▸ **EXTRACT**:

+++

Partial Plan Termination and the Applicable Period
“My client suffered an accident and cannot keep employees on at his business. He was wondering if he could lay off employees over time to avoid triggering full vesting for a partial plan termination?”
ERISA consultants at the Retirement Learning Center (RLC) Resource Desk regularly receive calls from financial advisors on a broad array of technical topics related to IRAs, qualified retirement plans and other types of retirement savings and income plans, including nonqualified plans, stock options, and Social Security and Medicare. We bring Case of the Week to you to highlight the most relevant topics affecting your business. A recent call with an advisor in Ohio involved a case related to a partial plan termination.
Highlights of Discussion
- The IRS will determine whether a partial plan termination has occurred based on the facts and circumstances of a particular scenario [Treasury Regulation § 1.411(d)-2(b)]. According to Revenue Ruling 2007-43, one of the circumstances considered is the employee turnover rate during “the applicable period.”
- The applicable period is a plan year (or, in the case of a plan year that is less than 12 months, the plan year plus the immediately preceding plan year) or a longer period if there are a series of related severances from employment. Consequently, in your client’s situation, because the layoffs would all occur as a result of a single event—the IRS would consider them related severances.

+++

(Dataset entries)
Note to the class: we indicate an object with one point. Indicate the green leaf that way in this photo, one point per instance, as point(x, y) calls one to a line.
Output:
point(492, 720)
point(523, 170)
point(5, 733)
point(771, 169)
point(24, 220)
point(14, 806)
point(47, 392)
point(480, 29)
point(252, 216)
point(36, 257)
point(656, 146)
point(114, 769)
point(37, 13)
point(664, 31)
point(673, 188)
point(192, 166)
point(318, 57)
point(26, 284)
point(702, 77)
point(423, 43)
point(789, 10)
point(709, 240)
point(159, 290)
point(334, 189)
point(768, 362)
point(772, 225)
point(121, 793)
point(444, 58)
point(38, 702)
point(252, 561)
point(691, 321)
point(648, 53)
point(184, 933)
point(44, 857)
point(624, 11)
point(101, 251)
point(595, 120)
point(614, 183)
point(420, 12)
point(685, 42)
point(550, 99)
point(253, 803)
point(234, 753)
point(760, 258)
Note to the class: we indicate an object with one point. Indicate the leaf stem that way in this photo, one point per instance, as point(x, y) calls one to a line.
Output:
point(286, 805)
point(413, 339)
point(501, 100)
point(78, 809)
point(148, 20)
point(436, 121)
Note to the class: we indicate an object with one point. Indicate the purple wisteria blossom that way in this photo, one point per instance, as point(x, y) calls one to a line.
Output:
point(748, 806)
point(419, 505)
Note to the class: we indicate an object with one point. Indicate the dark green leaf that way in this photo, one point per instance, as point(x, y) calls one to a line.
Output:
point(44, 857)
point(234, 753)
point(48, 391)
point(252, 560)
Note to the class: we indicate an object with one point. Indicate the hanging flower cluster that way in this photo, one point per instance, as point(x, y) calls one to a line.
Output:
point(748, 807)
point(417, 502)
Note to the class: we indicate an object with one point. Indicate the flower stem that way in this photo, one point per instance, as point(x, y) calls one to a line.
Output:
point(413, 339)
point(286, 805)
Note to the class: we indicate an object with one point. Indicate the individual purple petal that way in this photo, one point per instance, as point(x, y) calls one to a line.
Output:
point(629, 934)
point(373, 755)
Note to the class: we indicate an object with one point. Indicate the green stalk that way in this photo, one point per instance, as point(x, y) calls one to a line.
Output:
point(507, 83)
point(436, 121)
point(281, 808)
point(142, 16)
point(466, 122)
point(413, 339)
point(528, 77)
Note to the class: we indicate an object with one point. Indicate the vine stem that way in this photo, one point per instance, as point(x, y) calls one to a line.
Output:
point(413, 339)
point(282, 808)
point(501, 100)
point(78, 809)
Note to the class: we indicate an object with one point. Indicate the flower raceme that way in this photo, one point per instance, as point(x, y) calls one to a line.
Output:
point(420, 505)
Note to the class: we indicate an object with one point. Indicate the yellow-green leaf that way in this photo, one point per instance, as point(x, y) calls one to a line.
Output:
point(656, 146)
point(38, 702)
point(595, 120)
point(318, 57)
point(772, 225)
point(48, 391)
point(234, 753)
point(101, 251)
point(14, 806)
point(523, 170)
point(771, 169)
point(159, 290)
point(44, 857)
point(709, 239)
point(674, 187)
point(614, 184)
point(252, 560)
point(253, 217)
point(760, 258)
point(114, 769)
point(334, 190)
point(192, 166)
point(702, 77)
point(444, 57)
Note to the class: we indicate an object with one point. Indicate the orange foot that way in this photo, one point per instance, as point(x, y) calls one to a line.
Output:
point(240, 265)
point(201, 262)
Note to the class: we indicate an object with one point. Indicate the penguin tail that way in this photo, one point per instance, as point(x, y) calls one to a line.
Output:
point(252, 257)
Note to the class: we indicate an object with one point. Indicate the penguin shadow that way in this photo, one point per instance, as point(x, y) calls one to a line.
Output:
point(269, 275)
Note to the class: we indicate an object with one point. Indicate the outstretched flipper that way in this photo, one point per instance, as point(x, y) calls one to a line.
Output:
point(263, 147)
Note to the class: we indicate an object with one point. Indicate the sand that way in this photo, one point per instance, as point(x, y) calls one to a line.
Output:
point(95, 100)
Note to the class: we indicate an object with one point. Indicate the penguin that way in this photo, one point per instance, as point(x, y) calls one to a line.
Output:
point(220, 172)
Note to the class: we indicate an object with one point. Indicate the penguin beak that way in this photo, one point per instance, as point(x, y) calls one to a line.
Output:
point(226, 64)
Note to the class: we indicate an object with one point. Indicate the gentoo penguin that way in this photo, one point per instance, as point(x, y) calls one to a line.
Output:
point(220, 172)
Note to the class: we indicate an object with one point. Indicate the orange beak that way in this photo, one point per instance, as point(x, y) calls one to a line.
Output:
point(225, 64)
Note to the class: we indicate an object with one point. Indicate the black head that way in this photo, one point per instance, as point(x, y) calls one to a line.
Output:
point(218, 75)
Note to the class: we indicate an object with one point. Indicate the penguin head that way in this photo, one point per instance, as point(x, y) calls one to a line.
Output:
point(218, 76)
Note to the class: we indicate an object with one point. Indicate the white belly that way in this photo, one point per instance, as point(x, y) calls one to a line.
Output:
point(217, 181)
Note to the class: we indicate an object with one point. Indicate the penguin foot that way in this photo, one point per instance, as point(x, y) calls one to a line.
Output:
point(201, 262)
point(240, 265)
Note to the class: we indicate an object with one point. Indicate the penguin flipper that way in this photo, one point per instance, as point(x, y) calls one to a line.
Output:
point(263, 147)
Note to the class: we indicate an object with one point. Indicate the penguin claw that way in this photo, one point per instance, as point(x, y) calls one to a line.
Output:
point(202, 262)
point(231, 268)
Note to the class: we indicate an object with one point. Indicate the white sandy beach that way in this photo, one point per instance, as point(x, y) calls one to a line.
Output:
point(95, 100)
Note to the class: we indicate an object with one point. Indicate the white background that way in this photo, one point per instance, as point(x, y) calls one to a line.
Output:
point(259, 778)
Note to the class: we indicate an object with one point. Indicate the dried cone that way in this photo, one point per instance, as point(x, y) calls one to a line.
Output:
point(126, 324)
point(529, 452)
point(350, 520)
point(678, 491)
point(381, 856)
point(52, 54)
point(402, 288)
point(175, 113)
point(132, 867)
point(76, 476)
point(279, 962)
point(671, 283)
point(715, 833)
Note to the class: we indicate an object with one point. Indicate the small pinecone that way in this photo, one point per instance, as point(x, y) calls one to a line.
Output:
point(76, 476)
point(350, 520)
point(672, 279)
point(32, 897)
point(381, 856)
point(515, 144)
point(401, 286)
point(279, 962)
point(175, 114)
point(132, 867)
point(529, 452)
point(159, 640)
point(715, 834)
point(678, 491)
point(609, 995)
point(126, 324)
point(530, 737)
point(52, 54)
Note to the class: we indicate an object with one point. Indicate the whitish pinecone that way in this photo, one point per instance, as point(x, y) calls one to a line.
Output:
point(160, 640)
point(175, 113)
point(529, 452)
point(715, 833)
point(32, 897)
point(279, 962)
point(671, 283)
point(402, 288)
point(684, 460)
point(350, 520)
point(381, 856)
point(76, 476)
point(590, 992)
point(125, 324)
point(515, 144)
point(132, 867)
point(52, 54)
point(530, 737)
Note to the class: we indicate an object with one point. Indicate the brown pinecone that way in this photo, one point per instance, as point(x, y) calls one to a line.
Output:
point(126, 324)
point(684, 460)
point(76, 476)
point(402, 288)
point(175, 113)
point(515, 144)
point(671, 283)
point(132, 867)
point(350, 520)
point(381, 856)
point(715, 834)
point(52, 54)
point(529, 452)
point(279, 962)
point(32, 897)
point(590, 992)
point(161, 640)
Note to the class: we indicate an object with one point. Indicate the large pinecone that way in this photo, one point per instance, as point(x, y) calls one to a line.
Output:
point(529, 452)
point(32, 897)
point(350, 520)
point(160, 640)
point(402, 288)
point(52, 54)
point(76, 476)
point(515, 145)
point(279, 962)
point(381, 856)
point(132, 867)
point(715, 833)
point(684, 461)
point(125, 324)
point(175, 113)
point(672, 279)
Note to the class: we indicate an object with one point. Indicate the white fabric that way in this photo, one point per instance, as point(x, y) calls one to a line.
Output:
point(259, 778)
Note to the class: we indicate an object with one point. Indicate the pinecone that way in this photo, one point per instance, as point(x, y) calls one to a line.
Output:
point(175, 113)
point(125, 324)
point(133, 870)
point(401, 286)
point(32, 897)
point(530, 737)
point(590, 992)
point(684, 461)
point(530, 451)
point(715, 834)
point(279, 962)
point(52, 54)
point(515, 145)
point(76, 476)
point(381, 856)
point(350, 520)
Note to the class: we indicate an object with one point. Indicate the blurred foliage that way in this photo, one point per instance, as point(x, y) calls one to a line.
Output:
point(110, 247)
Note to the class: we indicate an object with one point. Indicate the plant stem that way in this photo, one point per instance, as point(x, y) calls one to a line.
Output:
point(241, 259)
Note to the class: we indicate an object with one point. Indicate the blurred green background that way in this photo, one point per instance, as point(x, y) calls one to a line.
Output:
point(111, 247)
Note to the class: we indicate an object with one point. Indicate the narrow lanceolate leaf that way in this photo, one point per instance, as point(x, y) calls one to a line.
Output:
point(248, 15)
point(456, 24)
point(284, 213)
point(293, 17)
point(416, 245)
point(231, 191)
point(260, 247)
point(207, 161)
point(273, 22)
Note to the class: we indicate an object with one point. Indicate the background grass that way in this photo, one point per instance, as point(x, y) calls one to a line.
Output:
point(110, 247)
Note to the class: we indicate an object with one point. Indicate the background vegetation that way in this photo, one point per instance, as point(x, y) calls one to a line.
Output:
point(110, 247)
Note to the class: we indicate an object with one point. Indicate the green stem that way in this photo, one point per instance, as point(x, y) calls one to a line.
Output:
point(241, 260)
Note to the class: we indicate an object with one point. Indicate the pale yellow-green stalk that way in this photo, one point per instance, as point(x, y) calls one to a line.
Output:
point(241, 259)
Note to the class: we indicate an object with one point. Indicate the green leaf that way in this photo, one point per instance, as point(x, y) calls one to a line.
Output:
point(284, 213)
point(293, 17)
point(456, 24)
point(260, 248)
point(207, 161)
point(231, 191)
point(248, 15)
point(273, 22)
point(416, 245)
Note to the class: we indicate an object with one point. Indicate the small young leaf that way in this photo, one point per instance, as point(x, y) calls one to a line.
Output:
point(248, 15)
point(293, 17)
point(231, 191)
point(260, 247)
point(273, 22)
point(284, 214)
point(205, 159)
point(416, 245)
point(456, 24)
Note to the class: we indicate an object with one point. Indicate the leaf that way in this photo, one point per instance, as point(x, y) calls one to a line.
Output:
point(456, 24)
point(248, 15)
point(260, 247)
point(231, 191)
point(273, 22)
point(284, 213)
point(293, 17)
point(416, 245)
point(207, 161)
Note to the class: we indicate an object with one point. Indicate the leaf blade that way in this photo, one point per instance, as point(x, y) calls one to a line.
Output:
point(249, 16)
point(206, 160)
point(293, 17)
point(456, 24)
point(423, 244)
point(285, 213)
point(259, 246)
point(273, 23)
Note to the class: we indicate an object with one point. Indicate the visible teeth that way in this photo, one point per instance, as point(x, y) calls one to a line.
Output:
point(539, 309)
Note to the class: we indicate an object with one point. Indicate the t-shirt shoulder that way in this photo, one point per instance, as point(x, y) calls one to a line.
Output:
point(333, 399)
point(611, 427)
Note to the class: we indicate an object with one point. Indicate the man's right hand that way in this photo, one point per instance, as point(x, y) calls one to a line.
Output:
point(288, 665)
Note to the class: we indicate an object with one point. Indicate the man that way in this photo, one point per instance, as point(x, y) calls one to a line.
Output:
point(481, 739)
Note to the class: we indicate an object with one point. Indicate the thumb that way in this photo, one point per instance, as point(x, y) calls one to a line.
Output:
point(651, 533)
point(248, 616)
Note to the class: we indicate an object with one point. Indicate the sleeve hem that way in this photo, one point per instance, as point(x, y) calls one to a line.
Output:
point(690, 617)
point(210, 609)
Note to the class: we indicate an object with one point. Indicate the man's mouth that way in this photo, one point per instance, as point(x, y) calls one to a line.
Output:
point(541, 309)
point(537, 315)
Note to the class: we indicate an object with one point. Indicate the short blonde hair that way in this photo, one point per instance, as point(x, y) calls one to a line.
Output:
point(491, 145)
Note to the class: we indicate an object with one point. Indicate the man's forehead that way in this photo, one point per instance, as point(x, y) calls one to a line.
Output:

+++

▸ **TASK GOAL**: According to the partial plan termination text, what does the applicable period cover when a plan year is less than 12 months?

▸ **ANSWER SPACE**: The plan year plus the immediately preceding plan year.